Page excerpt:
The results are good news for the recreational and commercial anglers who pursue this popular game fish. The results are also good news for Chesapeake Bay, where striped bass play an important ecological role as top predators.

The 2010 study, formally known as the Juvenile Striped Bass Seine Survey, recorded 9.0 fish per seine haul, which is not significantly different from the historic average of 7.5 fish per seine haul. VIMS has been conducting the survey annually since 1967 for the Virginia Marine Resources Commission (VMRC).

Survey results show that numbers of young-of-the-year striped bass in Virginia have now been average to above-average since 2003. Results from a similar survey in Maryland show that numbers of juvenile striped bass during the last three sampling years have been below average but remain above the level which would be deemed recruitment failure.

Professor Mary Fabrizio, who directs the Juvenile Striped Bass Seine Survey at VIMS, notes that the economic and ecological value of striped bass lends significant interest to the year-to-year status of their population. "By estimating the relative number of young-of-year striped bass," she says, "our survey provides an important measure of annual and long-term trends in the Bay's striped bass population."

Data excerpts

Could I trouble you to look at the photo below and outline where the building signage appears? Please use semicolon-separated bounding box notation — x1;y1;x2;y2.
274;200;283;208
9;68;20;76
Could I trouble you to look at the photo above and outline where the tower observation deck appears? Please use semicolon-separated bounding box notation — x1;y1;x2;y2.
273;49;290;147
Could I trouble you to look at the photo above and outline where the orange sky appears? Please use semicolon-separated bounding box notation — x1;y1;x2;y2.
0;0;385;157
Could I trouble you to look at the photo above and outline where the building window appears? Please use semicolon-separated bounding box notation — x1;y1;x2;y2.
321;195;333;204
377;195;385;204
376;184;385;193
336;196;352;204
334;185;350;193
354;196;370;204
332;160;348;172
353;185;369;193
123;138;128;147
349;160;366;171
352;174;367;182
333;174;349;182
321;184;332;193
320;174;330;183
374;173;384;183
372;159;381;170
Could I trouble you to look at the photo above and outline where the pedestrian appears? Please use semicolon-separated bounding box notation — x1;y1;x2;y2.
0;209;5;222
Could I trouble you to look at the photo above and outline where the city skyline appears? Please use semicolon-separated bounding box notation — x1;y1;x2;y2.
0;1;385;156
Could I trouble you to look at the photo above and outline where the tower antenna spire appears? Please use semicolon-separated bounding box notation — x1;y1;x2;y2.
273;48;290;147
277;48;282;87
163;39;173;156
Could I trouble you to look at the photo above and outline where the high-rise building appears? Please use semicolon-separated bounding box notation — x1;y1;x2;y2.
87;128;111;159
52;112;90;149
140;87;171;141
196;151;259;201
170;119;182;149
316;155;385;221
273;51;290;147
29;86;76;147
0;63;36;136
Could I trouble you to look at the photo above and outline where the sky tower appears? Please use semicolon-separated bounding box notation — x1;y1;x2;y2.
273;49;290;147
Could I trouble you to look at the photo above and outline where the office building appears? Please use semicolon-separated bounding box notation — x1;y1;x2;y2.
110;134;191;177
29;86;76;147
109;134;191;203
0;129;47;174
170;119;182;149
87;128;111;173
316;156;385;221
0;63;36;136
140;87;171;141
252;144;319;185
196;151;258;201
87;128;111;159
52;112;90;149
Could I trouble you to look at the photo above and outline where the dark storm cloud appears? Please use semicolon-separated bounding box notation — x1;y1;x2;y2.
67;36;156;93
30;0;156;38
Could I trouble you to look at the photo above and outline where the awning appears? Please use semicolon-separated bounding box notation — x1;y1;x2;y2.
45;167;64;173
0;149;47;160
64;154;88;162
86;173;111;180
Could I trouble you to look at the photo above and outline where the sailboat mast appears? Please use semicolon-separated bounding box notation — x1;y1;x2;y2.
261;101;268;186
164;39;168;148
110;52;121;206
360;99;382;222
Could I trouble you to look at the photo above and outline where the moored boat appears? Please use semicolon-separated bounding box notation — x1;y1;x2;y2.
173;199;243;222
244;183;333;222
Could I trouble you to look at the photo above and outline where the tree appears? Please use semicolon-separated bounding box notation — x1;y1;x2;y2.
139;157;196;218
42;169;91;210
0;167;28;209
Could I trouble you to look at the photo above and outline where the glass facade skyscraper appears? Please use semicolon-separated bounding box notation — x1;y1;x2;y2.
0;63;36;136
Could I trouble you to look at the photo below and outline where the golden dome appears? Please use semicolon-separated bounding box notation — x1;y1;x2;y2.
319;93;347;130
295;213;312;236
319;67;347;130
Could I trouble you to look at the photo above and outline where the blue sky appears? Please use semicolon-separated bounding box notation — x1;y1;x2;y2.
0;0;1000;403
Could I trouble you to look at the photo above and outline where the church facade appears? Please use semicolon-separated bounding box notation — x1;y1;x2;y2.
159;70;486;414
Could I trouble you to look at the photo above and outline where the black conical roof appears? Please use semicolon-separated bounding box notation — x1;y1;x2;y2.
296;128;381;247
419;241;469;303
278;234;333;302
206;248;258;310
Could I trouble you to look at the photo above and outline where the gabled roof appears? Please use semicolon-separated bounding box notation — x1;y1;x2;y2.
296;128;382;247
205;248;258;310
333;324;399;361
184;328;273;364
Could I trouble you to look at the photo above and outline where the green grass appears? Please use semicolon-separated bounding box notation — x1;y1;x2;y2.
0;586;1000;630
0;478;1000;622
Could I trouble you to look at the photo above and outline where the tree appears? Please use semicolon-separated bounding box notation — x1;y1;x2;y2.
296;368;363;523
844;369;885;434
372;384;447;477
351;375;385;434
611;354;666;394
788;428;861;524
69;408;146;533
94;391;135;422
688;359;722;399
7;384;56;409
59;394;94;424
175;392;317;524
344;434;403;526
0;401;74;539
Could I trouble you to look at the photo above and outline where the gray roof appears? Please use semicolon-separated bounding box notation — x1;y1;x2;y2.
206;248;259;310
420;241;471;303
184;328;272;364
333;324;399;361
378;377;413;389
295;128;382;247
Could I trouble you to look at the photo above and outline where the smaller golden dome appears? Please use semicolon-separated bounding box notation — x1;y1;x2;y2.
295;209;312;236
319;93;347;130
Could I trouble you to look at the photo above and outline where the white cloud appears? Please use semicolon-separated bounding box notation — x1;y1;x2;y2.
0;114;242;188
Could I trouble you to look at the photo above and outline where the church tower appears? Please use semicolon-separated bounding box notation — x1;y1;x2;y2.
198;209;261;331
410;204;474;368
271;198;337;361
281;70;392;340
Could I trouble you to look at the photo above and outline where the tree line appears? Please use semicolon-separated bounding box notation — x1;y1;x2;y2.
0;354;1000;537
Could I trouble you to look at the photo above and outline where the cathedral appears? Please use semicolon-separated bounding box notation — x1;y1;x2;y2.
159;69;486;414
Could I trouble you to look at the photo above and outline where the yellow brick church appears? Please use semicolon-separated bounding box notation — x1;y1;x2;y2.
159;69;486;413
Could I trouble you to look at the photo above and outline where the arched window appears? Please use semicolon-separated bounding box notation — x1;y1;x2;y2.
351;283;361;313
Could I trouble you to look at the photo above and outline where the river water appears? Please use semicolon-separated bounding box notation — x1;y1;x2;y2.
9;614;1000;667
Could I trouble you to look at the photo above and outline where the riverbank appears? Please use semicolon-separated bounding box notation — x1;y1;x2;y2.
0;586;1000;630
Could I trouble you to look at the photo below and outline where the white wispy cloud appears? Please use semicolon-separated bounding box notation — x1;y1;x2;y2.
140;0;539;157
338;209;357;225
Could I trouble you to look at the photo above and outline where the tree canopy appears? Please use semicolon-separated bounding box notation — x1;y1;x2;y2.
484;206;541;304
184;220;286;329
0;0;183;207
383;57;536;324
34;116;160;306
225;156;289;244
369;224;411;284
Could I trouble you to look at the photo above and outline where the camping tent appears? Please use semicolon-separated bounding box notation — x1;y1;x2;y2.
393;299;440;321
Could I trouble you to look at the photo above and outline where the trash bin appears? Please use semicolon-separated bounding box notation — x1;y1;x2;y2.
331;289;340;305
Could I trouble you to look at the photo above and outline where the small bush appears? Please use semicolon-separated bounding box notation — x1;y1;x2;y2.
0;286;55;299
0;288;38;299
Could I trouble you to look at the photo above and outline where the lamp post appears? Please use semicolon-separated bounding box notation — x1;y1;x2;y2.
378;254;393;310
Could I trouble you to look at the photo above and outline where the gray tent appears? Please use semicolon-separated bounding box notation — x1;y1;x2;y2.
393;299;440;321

Tasks to carry out:
- 1) From the passage on the striped bass survey, return the part that opens with the words containing "Survey results show" and closes with "deemed recruitment failure.".
- 2) In the passage on the striped bass survey, how many fish per seine haul did the 2010 survey record?
- 3) Write what comes next in the passage on the striped bass survey, picking up after its last sentence.

Answers for this exercise:
- 1)
Survey results show that numbers of young-of-the-year striped bass in Virginia have now been average to above-average since 2003. Results from a similar survey in Maryland show that numbers of juvenile striped bass during the last three sampling years have been below average but remain above the level which would be deemed recruitment failure.

- 2) 9.0 fish per seine haul.

- 3)
The VIMS Juvenile Striped Bass Seine Survey, managed by Leonard Machut, currently samples 18 stations in the Rappahannock, York, and James River watersheds. Each year, biologists sample each site 5 times from early July through mid-September, deploying a 30.5 meter-long (100-foot) seine net from the shore. They count each netted fish, measure its fork length (the distance from snout to the fork in the tail), and return it to the water. These young striped bass generally measure between 40 and 100 mm (1.5-4 inches). Survey scientists measured a total of 1,718 juvenile striped bass in Virginia waters in 2010.

The Bay's striped bass populations have rebounded from historic lows in the late 1970s and early 1980s, following fishing bans enacted by Delaware, Maryland, and Virginia in the mid- to late-1980s. Since then, the Bay's striped bass population has increased to the point that striped bass are now considered recovered.